— START —

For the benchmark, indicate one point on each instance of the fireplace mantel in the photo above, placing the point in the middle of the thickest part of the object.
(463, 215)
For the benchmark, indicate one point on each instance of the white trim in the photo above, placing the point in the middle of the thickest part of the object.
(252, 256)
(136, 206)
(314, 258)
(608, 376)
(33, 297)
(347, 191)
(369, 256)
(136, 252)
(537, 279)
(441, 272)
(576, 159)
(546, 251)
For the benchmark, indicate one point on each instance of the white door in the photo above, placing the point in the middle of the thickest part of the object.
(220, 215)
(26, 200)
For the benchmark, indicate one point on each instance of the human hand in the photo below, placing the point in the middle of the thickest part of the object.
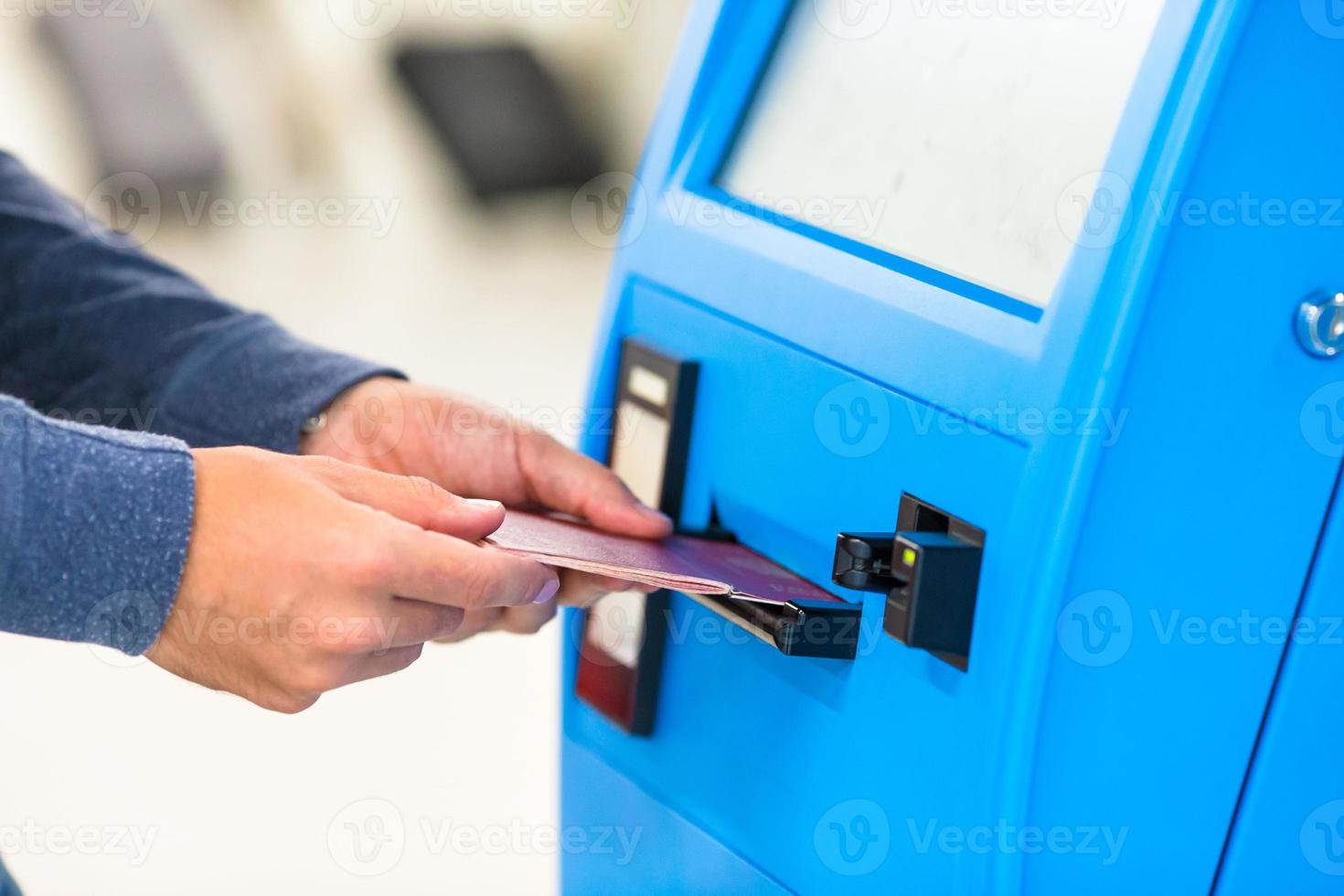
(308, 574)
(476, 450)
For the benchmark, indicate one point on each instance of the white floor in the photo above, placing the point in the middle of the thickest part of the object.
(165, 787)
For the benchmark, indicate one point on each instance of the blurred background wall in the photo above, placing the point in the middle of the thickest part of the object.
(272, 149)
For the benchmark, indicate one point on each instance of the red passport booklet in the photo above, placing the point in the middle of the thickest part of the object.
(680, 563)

— END —

Rewrite every one of the rows above, swapping "thickest part" for "widest part" wherever it occurs and keeping everything else the same. Leave out the pictures.

For the benchmark, indicate one point on each instance of the fireplace mantel in the photo above, placing the point in the middle of the widest part of the object.
(463, 215)
For the benchmark, indicate one point on each instance of the white trim in the photo above, placing the point in the middle of the widest part of the object.
(252, 256)
(136, 206)
(314, 258)
(608, 376)
(33, 297)
(347, 191)
(369, 256)
(136, 252)
(537, 279)
(441, 272)
(576, 159)
(546, 251)
For the benchmark, indicate one point on each instance of the white door in the photo above, placing the point in the middle of the widest part of the object.
(220, 215)
(26, 200)
For the benchmark, indicate one point on each instance of the human hand in the photo below, placing the point in the middle of the widest part of the object.
(308, 574)
(476, 450)
For the benchmark, indicate one point on each instance of the white floor in the photo above, placing the point in the middle of the widest part of the object.
(165, 787)
For the benchmark, indicate one point on each instance of the blurred background wall in the photo above, placing the point in the middle of the widest part of the object.
(272, 149)
For the benchmark, indicate one point on each instance of the red passport booklet in the photo above, placing the point in the middle of the widest part of the object.
(680, 563)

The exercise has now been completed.